The midwife, that is.
I called my insurance and I called the catastrophe people. They assured me that pregnancy was not a pre-existing condition.
So we happily made our way to the orientation for my possible midwife on Wednesday. It was strange and wonderful. Wonderful because it was in the same space where we had our childbirth classes when A was pregnant. This class wasn’t just a class. It was like the floodgate to parenting. What I mean is, we met six amazing couples there. Two years later we are still friends. And the instructor made us watch about a hundred birth videos. I mean, we had to watch one every time we went. You have to bond with people who watch that many exploding vaginas with you. There just isn’t a choice. It was also wonderful because I fell in love with the midwife. She’s very matter-of-fact, but in a wry and funny way. Those are my favorite types of people, frankly.

== == ==

WORK TO COMPLETE
In the passage about the midwife orientation, what reasons does the narrator give for calling the orientation wonderful? Answer in one to three sentences. The rows that follow the passage are not needed for this exercise.

== == ==

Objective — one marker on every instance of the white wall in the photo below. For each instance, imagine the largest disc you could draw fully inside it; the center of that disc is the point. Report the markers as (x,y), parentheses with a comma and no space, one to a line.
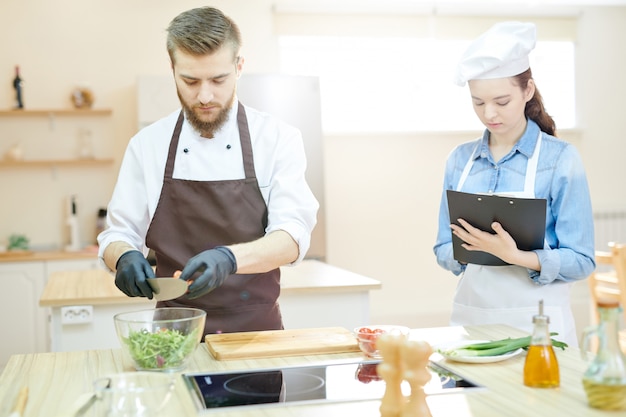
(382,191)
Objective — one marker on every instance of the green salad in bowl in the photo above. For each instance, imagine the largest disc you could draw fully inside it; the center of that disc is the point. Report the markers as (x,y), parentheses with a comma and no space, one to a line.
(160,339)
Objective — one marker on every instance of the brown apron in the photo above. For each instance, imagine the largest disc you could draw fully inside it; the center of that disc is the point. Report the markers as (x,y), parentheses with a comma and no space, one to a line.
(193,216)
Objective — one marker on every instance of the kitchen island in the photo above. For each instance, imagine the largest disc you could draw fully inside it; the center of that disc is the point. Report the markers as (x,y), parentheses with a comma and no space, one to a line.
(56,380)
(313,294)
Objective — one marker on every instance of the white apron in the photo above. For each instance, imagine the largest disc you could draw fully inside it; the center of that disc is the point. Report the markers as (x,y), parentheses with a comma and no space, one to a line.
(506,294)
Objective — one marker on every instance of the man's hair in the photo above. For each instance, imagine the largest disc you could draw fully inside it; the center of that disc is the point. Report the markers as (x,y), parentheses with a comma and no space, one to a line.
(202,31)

== == ==

EXERCISE RESULT
The orientation was held in the same space as the childbirth classes from when A was pregnant, and those classes brought six couples who are still friends two years later. It was also wonderful because the narrator fell in love with the midwife, who is matter-of-fact in a wry and funny way.